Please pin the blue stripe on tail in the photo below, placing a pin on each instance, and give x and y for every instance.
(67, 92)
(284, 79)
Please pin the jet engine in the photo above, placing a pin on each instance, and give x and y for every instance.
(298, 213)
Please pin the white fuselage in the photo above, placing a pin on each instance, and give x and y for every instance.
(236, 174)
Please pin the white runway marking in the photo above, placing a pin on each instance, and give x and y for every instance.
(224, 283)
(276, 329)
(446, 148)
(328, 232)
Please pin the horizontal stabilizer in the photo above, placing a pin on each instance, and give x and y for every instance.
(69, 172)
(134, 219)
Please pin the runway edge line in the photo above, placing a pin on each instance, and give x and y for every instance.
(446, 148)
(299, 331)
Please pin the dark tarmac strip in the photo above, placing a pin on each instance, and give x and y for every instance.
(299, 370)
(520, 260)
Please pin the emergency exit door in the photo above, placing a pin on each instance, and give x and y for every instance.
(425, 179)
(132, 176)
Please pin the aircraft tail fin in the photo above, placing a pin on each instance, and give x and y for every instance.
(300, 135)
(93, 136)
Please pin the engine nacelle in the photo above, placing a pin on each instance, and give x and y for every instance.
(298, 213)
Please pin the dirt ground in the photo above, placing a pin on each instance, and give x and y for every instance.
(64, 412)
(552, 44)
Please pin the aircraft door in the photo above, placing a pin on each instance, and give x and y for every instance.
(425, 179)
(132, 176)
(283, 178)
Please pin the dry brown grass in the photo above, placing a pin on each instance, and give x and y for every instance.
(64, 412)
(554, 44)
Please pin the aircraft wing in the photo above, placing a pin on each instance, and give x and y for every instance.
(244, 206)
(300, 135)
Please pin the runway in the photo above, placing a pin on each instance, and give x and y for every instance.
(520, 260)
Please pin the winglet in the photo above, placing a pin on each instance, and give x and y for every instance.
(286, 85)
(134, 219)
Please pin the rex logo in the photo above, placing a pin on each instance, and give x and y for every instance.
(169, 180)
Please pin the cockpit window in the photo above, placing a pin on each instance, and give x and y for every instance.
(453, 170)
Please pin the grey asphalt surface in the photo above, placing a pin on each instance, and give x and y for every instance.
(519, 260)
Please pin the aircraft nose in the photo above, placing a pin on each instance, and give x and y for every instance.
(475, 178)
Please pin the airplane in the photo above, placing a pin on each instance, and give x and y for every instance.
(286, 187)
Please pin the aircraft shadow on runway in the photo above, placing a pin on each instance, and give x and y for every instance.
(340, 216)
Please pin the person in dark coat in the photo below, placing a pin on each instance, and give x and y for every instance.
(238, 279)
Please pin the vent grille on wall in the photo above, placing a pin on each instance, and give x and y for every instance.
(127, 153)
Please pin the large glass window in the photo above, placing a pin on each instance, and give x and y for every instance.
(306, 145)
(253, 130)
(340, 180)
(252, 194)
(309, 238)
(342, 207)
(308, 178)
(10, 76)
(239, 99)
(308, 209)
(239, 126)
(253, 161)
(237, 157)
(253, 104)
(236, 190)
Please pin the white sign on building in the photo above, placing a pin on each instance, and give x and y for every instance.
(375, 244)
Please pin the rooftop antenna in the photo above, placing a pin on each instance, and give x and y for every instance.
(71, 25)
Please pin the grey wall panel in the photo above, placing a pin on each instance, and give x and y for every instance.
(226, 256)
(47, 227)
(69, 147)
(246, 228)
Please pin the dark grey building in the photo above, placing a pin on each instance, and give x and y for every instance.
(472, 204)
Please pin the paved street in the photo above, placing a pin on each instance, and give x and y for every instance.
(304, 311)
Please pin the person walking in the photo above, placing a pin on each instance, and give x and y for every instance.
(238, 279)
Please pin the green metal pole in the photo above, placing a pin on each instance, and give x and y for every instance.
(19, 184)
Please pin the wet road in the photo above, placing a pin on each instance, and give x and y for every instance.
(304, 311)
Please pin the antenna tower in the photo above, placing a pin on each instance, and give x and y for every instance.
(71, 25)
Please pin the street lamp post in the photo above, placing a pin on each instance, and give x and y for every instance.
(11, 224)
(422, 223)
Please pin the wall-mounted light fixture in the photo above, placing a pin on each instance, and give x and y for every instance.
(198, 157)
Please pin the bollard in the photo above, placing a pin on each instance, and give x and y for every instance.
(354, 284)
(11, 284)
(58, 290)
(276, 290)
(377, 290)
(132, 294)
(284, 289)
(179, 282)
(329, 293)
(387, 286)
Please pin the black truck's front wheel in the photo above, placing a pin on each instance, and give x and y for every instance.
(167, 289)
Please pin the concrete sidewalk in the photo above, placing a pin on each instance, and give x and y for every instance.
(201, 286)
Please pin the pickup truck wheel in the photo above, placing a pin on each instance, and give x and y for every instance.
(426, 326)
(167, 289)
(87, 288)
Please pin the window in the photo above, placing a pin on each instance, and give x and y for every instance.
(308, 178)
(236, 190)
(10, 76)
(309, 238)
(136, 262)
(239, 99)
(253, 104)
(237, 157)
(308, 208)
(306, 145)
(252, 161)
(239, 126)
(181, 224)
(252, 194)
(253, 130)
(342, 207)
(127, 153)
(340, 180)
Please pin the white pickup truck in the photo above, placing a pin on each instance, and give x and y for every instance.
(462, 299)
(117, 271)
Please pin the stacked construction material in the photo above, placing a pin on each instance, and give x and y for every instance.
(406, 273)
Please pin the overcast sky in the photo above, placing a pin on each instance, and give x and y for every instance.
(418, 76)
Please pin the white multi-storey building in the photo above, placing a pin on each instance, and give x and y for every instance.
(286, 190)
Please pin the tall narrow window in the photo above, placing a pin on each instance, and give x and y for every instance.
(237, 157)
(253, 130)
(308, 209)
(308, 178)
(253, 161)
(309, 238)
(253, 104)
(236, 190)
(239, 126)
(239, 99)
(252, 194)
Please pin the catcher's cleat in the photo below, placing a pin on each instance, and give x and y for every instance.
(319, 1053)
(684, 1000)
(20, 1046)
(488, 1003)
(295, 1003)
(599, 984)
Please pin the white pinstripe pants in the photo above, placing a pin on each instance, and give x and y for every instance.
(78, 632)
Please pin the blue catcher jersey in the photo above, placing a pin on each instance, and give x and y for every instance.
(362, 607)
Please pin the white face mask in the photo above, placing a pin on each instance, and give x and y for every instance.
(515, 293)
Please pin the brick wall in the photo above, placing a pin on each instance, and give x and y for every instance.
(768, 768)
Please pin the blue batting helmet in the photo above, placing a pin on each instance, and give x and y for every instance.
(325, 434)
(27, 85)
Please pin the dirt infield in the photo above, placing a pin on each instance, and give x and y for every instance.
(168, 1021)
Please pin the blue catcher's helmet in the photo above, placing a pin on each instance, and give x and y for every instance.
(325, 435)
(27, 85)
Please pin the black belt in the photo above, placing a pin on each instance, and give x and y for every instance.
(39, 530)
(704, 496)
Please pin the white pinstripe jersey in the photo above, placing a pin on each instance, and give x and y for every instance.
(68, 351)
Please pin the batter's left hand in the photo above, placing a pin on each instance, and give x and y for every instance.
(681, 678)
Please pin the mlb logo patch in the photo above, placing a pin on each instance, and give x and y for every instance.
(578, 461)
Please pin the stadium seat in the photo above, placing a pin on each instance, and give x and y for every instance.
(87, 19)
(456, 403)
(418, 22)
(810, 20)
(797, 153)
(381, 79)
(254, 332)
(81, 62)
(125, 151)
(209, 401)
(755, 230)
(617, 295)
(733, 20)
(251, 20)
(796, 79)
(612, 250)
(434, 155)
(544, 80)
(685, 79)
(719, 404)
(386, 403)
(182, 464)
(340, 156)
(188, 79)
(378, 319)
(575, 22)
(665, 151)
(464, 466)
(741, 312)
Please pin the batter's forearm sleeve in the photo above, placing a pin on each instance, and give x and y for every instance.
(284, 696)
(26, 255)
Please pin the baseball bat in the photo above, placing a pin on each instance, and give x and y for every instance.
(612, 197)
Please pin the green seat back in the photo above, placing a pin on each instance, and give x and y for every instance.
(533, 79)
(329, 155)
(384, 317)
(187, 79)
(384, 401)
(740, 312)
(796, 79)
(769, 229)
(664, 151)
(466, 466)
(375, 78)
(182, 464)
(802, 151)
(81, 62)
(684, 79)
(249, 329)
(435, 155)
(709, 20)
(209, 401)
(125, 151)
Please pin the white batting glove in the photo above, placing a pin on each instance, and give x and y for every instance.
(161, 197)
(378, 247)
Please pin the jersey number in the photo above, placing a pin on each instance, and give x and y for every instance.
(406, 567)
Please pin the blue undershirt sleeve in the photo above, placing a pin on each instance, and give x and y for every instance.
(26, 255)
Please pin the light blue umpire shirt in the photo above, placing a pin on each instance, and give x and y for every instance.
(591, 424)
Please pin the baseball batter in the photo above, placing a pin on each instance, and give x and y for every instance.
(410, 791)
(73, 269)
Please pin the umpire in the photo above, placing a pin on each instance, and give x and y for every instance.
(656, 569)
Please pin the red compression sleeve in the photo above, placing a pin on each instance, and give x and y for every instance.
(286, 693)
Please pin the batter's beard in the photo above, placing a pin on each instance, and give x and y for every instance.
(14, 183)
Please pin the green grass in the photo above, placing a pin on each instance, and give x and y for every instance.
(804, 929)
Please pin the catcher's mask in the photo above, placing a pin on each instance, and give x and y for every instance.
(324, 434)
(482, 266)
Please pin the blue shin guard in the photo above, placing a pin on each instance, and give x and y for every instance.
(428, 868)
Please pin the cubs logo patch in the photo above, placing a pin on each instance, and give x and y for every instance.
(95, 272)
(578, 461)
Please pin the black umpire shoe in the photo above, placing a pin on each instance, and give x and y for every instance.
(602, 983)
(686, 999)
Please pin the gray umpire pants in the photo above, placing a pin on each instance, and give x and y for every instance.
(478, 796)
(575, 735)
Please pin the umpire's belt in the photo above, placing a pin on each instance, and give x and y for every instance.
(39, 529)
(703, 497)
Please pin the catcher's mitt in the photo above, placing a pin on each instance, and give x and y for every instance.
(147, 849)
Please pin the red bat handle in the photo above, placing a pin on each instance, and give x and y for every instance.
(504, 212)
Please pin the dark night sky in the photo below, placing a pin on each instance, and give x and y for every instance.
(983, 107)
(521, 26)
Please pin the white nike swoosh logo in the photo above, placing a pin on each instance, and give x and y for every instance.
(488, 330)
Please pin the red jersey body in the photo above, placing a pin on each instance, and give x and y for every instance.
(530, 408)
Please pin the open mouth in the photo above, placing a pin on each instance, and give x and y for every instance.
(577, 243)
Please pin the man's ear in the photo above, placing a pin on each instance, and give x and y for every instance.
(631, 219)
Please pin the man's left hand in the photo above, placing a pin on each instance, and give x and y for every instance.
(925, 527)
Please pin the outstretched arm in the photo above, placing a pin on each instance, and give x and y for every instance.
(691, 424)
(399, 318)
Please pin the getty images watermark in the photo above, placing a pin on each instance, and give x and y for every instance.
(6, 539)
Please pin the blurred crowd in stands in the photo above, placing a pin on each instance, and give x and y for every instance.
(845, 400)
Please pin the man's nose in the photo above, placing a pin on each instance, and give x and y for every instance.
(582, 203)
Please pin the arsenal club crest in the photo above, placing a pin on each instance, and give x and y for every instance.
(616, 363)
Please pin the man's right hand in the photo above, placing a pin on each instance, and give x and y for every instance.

======

→ **What is expected**: Repeat only the stretch of lines that begins at the line containing "Please pin the outstretched" and ends at the last line above, both included.

→ **Task output**:
Please pin the outstretched arm in the photo above, placing a pin on each instance, and give x and y for every instance.
(691, 424)
(399, 318)
Please pin the getty images watermark in the photo above, placing a pin on each instance, and give x and y for every instance.
(6, 539)
Please pin the blurred crowd in stands in the photo above, placing a pin on each instance, and give x and y for every instance.
(845, 400)
Please pin the man's nose in the photo above, placing a pin on each instance, and give x and y for every instance.
(582, 203)
Please pin the arsenal club crest in the photo above, placing a pin on each instance, and give x and y for every instance.
(616, 363)
Please pin the man's right hand in the photo above, placing a pin on each instance, and give x and y for every instance.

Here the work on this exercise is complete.